Copy all of the material below word for word, leaving out the pictures.

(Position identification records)

□ □ □ □ □ □ □

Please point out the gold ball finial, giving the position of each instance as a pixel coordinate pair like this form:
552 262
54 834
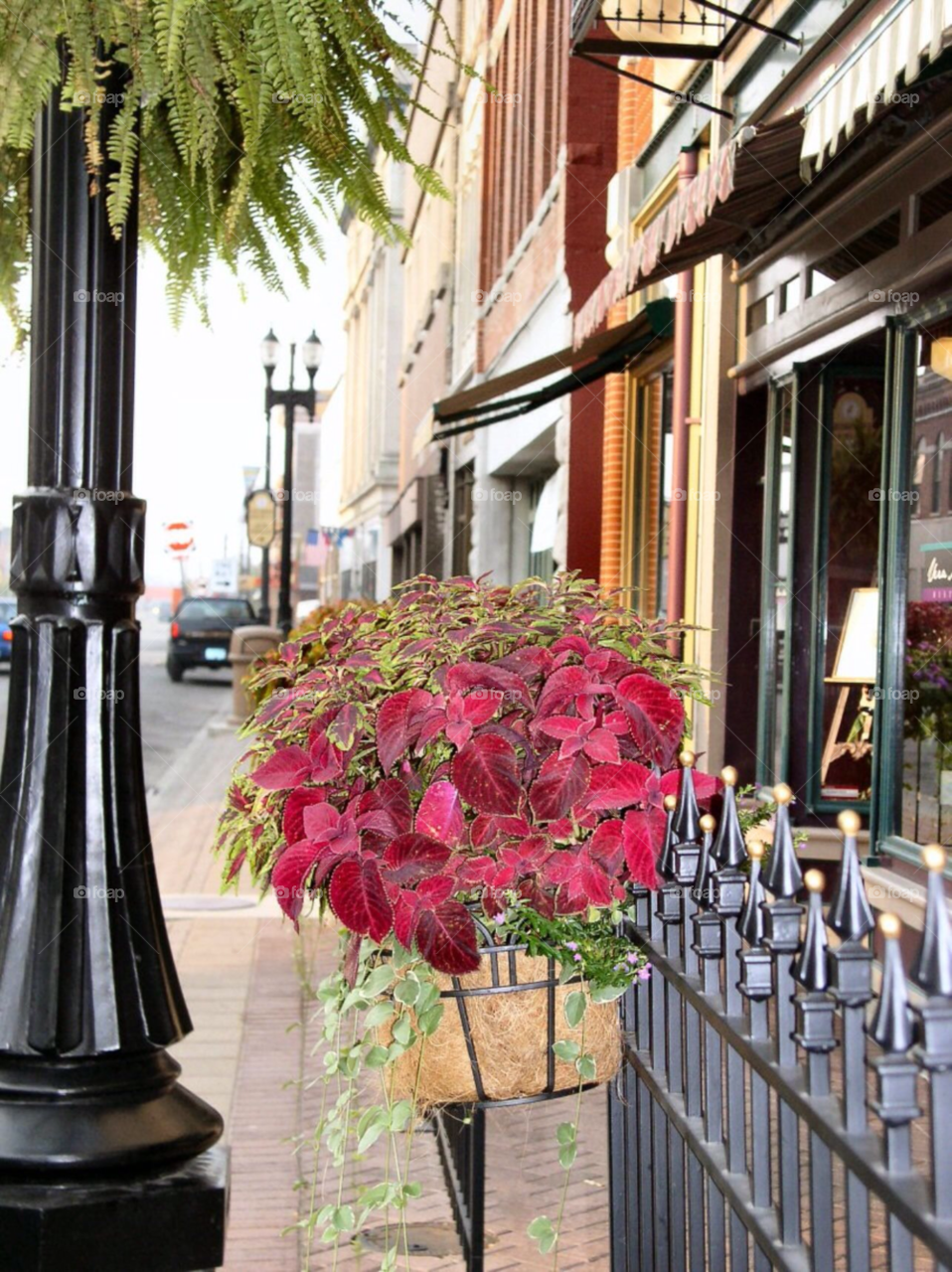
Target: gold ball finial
934 858
849 822
815 880
889 926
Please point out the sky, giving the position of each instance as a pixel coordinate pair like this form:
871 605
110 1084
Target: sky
199 417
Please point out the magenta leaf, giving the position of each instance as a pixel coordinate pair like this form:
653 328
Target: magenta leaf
289 874
284 771
656 716
411 858
404 916
359 898
485 676
617 785
558 786
643 832
440 814
293 823
398 723
445 938
486 775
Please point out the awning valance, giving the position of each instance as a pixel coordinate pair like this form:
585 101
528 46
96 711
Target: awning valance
497 398
743 186
909 36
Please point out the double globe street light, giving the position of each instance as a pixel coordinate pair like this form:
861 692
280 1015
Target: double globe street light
289 398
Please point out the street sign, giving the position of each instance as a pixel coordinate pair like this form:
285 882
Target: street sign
261 518
225 576
180 540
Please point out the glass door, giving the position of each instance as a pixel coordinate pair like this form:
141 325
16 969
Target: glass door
776 557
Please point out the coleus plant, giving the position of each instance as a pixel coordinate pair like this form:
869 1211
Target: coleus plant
471 747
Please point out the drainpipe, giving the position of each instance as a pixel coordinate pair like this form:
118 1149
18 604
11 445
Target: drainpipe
680 411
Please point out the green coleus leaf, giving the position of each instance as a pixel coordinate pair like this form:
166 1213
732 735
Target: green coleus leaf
575 1008
566 1049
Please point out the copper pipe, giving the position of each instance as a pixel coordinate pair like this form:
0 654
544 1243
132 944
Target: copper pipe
680 411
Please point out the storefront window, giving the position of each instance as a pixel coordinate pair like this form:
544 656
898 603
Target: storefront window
776 579
848 600
927 704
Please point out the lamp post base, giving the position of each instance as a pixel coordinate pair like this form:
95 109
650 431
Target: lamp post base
169 1220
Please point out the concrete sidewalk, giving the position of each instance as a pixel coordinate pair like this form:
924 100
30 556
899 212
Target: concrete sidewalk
252 1053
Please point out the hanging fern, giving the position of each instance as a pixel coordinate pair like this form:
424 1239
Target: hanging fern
250 119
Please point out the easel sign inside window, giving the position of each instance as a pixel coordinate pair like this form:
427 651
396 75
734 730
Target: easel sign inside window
856 666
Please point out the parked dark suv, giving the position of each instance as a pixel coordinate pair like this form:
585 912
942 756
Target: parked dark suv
201 632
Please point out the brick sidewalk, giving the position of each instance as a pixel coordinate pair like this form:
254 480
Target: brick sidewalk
252 1043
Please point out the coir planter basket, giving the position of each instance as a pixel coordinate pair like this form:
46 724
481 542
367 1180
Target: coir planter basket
494 1043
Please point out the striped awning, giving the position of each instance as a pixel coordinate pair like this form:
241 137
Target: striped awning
743 186
906 39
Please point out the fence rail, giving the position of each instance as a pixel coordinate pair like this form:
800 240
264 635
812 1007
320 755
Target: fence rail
765 1111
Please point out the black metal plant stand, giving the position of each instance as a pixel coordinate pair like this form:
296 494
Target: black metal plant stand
104 1159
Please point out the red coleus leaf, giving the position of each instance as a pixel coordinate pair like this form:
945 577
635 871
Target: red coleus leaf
558 786
404 914
411 858
643 834
706 785
289 874
433 891
359 898
293 823
386 808
656 716
440 813
486 676
606 846
486 775
445 938
282 771
617 785
398 723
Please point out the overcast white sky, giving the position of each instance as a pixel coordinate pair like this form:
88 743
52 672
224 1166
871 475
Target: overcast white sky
199 398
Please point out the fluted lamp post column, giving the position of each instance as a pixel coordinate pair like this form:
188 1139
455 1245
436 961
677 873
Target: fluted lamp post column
104 1159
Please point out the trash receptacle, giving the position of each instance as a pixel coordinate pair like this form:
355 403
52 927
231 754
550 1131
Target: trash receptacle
247 644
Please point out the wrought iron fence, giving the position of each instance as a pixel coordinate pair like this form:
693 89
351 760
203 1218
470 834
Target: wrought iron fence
765 1112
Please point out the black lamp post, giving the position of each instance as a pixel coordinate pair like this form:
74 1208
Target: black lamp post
104 1159
289 398
268 360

□ □ □ □ □ □ □

Final result:
Please point out the gold ball finial, giving the position of each instance as a pixel coordinate pair like this form:
552 262
54 834
Target: gold ball finial
934 858
849 822
815 880
889 926
Please point out the sky, giving the position of each instance as a pixel coordinate pair like this form:
871 605
110 1084
Target: sky
199 417
Please point out the magenta leaf, giving the position of each instance as a pixel coordinate pair like this form:
653 328
Target: magenta leaf
289 874
284 771
656 716
411 858
404 916
359 898
485 676
617 785
558 786
643 832
440 814
293 823
398 723
445 938
486 775
Please point out the awning valance, giving the position of each instance as a pixel coordinate pair like this form:
585 101
528 46
96 711
Target: awning valance
497 398
743 186
909 36
Please point out the double globe street light, giving the position of each instance as a pixel coordinate pair like this form:
861 692
280 1015
Target: double globe street light
289 398
Please point out the street sign, giving the position of each instance as a pixel coordinate pair like this form:
285 882
Target: street sign
261 518
225 576
180 540
Please point out the glass door, giving the position of each instance as a pixel coordinate pair like this form:
141 325
16 969
Target: glass door
776 557
Please point out the coleus plant, giving the position of each instance as a pixel coordinate pair like this form:
869 1211
Target: coleus plant
471 747
Please point out the drainpipe, giving the position of each instance as a pixel coordinate pair like this form:
118 1149
18 604
11 445
Target: drainpipe
680 411
Please point out the green coleus leaf, giving the position of each instance as a pixel coordinate pair like this form:
166 1213
732 735
Target: green coleus leaf
575 1008
566 1049
Please point out the copper pipe, giving the position of each instance as a pixel coordinate pair like this form:
0 654
544 1243
132 944
Target: copper pipe
680 411
Please point out the storefront window, giving the position of each instance as a pixel coordinate pair like this form:
544 656
898 603
Target: storefront window
776 579
848 600
927 704
Please point out the lamp post base, giving the position of each instance as a pixel coordinate pair like this form:
95 109
650 431
Target: lamp post base
169 1220
Please point out the concrete sidewalk, giving the position of each instance as a pixel coordinate pair like this form:
924 100
30 556
899 212
Target: concrete sidewalk
252 1053
Please point out the hanging fern, giving the position of each instance as a pixel coordinate pair like this form:
424 1239
Target: hanging fern
250 119
Please point out the easel sign inside window, giving the position of each instance as a pixel coordinate pair like this form:
427 651
396 75
734 730
Target: easel sign inside window
856 666
Please point out the parked dark suv, giving the position of each instance as a pixel coordinate pair like this form:
585 912
942 756
Target: parked dark suv
201 632
Please point out the brick sidewalk, giving the position of each instance as a pixel coordinate pair like this form:
254 480
Target: brick sidewalk
252 1043
Please point out the coir planter basket, giving the position of each instance as a pixel coordinate pair like this form:
46 724
481 542
367 1180
Target: coir planter basket
494 1043
Please point out the striped awning, giving the position of each instance as a pixel coordinate pair like this form:
241 137
Target: striped awning
743 186
906 39
Please point out the fence rail, giving the position of each instance as a pixel coordinate pair like this form:
800 240
264 635
812 1007
320 755
Target: fence rail
765 1111
Please point out the black metal plant stand, giving the position of each instance as a pixel coordinate pair like this form:
296 494
Target: black metal plant stand
104 1159
Please point out the red coleus leaf, giving the position of each instance as a pixel coordinate pair like this form:
945 577
635 871
Target: red coleus leaf
558 786
404 914
411 858
643 834
706 785
289 874
433 891
359 898
293 823
386 808
656 716
440 813
486 676
606 846
486 775
445 938
282 771
617 785
398 723
Please point out the overcast white sky, giving the position of each instance as a pixel coordinate pair like this form:
88 743
52 672
224 1166
871 475
Target: overcast white sky
199 398
Please point out the fluted lamp post column, giving the position of each instance as a pixel coordinate pair like this form:
188 1139
455 1245
436 961
677 873
Target: fluted lamp post column
104 1159
Please point out the trash receptacle, giving the position of each instance as a pixel coordinate pair like this form:
355 403
52 927
231 754
550 1131
Target: trash receptacle
247 644
Please point out the wrought iron fence, giving the position of each instance as a pixel coordinate pair like this form:
693 89
351 760
203 1218
470 834
Target: wrought iron fence
765 1112
Please point out the black lamp post, giving the position of each instance as a pixel coordinate pair like this form:
74 1208
Target: black lamp post
104 1159
289 398
268 360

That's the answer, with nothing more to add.